### Some records
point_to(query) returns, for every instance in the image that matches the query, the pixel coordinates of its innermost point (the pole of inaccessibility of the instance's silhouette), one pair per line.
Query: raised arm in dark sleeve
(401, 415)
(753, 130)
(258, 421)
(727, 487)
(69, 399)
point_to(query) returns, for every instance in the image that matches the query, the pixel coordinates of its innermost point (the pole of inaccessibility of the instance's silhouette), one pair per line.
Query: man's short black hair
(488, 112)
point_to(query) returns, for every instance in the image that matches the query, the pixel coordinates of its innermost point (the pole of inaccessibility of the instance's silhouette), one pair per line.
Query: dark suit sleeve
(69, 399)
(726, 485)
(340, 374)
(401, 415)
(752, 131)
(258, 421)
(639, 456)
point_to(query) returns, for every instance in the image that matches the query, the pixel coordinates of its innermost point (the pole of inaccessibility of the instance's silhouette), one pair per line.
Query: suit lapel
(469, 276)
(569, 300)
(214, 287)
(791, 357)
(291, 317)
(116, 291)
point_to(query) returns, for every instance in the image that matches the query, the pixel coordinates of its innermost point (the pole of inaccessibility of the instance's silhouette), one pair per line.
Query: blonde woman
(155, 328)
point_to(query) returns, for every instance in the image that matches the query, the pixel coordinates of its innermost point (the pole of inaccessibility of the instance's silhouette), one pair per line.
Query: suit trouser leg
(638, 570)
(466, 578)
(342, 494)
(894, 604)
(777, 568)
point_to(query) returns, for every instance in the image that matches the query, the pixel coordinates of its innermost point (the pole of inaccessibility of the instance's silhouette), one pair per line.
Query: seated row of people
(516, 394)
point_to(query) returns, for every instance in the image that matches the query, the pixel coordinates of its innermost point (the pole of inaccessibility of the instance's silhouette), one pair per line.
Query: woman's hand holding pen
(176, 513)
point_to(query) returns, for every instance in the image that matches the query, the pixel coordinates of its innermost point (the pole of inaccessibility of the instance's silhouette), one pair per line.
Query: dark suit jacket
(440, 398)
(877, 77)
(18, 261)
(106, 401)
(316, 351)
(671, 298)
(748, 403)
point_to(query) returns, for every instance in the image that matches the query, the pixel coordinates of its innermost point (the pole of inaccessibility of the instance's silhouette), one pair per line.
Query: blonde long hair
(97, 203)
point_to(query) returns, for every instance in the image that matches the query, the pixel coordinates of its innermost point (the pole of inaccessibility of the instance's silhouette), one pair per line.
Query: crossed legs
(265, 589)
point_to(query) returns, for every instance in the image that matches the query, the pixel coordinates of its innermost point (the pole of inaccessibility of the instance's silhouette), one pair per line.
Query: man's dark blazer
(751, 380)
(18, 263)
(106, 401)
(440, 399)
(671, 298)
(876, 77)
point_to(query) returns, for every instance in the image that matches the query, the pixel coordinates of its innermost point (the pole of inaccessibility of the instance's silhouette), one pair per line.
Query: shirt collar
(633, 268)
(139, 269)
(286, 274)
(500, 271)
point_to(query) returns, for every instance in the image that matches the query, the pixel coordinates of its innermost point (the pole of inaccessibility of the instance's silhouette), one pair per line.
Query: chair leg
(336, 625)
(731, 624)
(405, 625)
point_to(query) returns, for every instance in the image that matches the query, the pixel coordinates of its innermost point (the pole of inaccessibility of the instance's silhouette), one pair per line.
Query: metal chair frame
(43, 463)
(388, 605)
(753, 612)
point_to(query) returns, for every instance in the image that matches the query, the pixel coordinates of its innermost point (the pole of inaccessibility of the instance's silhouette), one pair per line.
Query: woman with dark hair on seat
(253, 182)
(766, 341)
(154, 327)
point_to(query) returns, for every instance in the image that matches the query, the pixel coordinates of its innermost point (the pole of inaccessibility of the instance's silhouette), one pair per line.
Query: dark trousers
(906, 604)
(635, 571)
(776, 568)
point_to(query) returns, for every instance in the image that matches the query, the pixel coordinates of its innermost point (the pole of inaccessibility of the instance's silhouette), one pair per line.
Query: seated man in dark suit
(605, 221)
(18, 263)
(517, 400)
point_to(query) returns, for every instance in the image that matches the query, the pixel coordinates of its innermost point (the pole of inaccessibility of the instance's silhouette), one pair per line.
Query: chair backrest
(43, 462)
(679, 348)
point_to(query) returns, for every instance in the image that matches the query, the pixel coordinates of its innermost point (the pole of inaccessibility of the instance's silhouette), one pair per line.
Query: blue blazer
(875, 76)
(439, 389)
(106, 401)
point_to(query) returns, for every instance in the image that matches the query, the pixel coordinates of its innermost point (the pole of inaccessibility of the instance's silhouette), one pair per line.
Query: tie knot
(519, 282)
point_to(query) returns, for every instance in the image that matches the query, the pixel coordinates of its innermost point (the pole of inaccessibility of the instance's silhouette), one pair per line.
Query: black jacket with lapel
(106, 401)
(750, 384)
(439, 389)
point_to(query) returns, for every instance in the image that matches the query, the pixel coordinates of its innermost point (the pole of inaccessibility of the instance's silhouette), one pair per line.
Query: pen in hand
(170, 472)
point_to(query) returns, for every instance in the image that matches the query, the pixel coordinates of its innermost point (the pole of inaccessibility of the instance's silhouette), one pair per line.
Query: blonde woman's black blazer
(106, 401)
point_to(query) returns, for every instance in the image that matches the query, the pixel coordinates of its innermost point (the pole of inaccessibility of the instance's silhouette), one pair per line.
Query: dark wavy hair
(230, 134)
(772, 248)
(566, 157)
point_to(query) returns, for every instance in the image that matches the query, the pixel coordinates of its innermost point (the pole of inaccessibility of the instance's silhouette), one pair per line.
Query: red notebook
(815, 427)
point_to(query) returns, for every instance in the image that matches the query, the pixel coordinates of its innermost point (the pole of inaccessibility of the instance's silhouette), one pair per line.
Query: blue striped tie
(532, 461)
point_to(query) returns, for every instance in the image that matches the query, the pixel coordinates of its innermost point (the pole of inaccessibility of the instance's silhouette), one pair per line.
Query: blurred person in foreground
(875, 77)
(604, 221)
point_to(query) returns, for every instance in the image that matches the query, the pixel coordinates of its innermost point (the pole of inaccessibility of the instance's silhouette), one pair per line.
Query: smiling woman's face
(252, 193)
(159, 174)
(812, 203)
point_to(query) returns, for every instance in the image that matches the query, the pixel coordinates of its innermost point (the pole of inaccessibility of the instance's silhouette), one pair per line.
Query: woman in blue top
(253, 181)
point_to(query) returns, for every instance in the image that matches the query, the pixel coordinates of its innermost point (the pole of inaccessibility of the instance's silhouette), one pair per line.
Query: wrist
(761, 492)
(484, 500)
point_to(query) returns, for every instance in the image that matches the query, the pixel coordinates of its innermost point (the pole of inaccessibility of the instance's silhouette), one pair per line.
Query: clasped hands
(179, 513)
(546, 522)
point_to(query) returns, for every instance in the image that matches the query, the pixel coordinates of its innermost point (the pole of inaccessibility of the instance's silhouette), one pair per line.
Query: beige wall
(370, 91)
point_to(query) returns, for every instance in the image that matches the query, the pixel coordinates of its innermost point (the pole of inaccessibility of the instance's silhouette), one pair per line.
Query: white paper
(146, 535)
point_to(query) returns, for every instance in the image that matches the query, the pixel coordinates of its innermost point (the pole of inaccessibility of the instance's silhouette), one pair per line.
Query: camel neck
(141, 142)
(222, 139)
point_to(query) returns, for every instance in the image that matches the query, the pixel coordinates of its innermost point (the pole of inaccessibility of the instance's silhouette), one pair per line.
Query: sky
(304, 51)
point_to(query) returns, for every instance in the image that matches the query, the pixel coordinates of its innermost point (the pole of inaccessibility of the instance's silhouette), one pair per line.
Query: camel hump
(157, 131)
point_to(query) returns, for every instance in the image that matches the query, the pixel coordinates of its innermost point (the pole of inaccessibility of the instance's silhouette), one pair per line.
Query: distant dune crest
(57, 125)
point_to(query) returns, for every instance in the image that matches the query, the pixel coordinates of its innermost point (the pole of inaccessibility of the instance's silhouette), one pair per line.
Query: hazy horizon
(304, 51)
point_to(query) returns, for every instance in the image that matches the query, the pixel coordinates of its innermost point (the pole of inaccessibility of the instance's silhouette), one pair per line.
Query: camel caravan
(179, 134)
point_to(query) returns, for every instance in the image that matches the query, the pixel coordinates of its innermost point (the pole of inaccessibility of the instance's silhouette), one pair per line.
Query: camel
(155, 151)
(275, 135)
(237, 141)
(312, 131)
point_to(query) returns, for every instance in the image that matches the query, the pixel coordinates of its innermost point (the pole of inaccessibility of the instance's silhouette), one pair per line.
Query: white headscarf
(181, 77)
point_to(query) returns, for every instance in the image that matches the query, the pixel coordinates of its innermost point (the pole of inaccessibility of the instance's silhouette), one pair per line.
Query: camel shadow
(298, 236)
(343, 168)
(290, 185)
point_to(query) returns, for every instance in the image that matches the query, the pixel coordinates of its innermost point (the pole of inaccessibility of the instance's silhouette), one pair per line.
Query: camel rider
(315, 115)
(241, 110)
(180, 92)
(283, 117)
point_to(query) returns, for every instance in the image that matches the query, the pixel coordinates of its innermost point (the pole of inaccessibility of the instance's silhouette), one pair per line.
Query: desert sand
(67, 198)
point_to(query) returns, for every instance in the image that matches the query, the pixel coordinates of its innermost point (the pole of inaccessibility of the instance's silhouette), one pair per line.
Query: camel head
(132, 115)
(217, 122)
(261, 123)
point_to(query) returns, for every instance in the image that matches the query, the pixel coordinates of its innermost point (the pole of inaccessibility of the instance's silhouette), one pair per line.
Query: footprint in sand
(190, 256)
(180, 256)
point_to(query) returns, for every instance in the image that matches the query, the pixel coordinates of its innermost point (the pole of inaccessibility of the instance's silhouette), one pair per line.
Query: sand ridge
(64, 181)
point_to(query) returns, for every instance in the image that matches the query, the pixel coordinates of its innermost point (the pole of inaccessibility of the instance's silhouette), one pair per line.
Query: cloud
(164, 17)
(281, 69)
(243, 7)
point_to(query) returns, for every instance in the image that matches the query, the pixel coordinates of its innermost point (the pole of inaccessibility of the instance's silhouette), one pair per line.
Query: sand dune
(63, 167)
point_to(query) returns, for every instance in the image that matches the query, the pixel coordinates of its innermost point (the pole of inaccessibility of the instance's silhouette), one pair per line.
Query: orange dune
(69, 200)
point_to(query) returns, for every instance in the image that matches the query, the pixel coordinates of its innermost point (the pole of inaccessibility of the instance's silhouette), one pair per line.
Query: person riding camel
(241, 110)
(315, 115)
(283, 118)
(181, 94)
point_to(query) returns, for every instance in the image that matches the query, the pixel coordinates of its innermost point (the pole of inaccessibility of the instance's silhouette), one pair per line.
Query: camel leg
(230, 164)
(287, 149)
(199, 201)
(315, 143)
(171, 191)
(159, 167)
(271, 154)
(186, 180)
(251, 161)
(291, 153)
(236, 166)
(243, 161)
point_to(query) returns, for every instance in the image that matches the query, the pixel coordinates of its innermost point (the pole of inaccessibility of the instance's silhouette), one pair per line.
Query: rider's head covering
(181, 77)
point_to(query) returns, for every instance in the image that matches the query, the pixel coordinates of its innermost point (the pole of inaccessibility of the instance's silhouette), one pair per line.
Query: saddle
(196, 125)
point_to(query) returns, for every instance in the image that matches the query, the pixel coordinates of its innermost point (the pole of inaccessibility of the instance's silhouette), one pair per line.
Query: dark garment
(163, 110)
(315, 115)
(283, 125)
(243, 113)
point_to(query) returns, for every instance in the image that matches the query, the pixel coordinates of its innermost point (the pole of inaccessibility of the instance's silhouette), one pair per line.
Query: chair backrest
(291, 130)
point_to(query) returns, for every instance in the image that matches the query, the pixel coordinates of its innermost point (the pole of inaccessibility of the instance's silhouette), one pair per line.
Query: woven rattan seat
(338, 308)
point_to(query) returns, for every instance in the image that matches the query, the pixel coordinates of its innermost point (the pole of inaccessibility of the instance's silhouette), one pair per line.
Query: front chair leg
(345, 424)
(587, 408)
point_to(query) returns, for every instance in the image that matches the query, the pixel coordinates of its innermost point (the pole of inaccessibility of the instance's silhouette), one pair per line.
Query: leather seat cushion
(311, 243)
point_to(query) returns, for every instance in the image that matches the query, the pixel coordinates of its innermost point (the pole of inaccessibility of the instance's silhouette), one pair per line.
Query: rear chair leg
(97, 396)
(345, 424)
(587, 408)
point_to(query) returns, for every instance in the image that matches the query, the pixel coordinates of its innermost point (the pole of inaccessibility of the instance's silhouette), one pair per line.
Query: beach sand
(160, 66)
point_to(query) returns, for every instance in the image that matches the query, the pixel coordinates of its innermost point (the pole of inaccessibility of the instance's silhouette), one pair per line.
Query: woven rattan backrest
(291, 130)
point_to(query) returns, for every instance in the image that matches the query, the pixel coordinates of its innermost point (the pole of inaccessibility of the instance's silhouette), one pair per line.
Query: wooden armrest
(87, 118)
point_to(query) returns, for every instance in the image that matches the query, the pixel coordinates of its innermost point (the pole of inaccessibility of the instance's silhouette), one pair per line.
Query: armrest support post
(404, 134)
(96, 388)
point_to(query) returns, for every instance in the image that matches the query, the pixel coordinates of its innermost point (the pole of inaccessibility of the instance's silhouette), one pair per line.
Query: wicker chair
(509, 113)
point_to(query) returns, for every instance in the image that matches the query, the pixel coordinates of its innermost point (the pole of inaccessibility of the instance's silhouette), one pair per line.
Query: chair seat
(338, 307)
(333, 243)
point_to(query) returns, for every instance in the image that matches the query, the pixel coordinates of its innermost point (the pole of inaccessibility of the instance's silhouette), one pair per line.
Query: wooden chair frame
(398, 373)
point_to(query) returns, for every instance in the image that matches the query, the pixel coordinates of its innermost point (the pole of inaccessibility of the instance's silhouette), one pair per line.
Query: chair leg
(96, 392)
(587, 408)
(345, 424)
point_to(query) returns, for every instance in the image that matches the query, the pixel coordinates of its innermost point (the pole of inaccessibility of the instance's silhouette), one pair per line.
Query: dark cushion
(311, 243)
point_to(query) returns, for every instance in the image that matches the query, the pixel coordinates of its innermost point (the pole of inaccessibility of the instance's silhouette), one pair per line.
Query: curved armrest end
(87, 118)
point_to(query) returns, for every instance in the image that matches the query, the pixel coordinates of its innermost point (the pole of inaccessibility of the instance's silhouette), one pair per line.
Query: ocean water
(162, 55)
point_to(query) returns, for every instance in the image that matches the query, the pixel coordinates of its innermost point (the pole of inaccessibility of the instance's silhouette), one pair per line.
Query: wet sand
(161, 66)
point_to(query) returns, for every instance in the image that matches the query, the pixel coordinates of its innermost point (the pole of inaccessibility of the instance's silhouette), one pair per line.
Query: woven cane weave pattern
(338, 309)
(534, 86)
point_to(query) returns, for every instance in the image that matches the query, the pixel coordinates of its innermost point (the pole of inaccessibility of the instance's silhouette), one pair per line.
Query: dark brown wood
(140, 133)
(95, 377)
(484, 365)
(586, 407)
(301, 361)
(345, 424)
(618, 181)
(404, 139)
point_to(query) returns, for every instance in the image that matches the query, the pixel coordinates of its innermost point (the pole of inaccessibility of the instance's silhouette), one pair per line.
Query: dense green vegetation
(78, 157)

### The exercise
Extract every line of the records that contains the word "wooden", treating uppercase and lowercase letters as distinct.

### Response
Query: wooden armrest
Query: wooden chair frame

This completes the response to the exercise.